Task details:
Please answer these questions from the passage about Bucher and Teresa.
(a) When did Bucher and Teresa first meet?
(b) Who came to Bucher's door with Teresa about a month after that visit?
(c) What car did Bucher have?

Text shown:
But he had his own promises to keep and he wrestled with how best to tend to this fragile seedling of a marriage, protect it from this giant machine of an Army that went where it needed to go and didn’t much care what it trampled along the way.
They had met, he and Teresa, the first time he got out of the Army nearly seven years ago, leaving in the downsizing that followed Desert Storm.
“I went to visit the kids over at my ex’s house and she was there,” Bucher said. “About a month later there’s a knock on my door and it’s my ex and her. My ex was saying, ‘She’s just here to see your car. She’s got to see your car.’ ”
He had a ‘64 Catalina, and she loves cars. Of course she was there to see the car, Teresa said, and she ran right through the house into the garage. But of course there was more.

Extracted material:
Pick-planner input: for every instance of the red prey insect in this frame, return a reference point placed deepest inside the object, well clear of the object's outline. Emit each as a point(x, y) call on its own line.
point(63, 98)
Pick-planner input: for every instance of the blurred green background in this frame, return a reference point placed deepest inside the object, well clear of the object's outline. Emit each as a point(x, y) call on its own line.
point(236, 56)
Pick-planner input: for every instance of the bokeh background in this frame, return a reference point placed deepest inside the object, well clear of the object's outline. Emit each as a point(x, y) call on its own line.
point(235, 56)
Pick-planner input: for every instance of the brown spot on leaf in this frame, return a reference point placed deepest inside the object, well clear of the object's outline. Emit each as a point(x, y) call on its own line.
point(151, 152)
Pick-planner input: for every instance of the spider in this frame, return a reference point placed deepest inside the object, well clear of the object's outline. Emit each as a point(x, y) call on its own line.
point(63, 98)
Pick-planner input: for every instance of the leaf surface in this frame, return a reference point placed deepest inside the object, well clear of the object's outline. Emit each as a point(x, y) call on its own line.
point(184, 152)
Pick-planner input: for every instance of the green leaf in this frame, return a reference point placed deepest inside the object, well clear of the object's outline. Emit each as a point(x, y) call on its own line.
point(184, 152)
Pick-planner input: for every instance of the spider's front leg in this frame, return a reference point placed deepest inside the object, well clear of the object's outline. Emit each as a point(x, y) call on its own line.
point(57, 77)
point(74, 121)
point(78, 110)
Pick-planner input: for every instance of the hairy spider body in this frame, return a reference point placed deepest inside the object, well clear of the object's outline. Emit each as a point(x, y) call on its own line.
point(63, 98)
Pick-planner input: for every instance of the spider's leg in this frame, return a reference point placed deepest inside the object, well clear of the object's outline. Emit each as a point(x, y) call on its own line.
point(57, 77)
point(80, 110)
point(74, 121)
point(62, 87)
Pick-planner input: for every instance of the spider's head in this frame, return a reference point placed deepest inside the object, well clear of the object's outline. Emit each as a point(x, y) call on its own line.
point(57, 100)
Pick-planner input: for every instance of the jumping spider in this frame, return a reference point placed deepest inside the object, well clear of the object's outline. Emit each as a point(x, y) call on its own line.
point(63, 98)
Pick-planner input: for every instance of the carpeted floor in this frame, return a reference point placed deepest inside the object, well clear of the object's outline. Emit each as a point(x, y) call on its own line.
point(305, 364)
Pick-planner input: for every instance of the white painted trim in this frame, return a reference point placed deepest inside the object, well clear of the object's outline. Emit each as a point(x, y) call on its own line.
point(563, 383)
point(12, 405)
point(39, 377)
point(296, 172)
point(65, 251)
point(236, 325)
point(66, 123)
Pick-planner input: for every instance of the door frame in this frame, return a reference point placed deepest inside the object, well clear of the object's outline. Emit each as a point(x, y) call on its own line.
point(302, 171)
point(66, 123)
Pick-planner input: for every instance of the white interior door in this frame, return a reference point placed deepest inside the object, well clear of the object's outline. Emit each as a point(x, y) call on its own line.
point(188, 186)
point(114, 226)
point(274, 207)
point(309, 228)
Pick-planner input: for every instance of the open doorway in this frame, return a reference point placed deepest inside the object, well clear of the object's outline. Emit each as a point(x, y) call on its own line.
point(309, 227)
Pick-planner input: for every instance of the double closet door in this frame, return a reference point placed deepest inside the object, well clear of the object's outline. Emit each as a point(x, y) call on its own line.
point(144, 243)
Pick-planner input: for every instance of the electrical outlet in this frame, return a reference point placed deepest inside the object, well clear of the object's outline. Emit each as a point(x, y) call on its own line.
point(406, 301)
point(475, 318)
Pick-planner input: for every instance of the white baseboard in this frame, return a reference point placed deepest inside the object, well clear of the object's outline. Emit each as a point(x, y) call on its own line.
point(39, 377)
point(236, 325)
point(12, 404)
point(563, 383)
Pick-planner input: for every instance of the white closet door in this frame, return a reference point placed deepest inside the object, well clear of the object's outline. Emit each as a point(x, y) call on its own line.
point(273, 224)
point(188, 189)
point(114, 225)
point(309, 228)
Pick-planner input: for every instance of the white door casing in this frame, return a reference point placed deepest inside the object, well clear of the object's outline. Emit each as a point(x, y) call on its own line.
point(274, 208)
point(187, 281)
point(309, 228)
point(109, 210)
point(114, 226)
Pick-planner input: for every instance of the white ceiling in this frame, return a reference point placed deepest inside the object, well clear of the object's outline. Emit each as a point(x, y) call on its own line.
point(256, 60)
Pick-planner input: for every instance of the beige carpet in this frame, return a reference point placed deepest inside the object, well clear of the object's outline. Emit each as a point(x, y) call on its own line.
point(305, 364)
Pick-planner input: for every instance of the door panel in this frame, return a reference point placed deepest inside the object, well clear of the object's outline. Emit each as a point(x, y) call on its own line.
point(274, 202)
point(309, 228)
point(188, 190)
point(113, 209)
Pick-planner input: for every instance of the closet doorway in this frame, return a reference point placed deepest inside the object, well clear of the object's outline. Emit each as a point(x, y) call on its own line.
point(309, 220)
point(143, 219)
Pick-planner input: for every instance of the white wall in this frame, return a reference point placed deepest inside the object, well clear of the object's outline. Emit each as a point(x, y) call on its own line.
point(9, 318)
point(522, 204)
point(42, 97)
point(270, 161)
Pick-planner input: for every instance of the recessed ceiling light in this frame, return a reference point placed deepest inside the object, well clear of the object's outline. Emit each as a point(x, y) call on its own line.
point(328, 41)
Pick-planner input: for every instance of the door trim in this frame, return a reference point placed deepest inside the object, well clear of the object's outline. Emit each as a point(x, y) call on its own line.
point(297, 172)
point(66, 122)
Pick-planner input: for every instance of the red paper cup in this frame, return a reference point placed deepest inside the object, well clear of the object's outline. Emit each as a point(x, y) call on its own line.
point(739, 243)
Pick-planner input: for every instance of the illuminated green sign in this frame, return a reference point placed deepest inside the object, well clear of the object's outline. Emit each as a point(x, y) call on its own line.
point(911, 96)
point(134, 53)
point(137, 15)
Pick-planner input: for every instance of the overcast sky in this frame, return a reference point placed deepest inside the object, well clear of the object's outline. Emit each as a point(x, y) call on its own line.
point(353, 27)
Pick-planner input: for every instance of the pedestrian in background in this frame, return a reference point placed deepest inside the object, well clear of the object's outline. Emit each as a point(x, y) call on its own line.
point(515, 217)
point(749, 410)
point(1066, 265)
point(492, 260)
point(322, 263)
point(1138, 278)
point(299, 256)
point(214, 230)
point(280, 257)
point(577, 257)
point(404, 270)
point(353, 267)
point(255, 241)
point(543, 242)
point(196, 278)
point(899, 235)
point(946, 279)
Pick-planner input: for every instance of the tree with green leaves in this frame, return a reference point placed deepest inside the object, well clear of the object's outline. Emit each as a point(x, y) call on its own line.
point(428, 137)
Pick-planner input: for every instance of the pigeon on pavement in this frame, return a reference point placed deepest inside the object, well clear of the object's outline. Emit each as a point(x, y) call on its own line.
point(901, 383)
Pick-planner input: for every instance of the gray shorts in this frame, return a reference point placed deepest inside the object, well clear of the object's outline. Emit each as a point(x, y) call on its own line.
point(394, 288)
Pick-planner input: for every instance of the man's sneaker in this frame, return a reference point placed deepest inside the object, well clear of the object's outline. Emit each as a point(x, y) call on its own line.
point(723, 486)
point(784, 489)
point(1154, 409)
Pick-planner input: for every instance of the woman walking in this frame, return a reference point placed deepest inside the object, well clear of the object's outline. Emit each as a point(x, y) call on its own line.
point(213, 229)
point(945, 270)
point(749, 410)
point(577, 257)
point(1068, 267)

Full output:
(a) The first time Bucher got out of the Army, nearly seven years ago, when he left in the downsizing that followed Desert Storm.
(b) His ex.
(c) A '64 Catalina.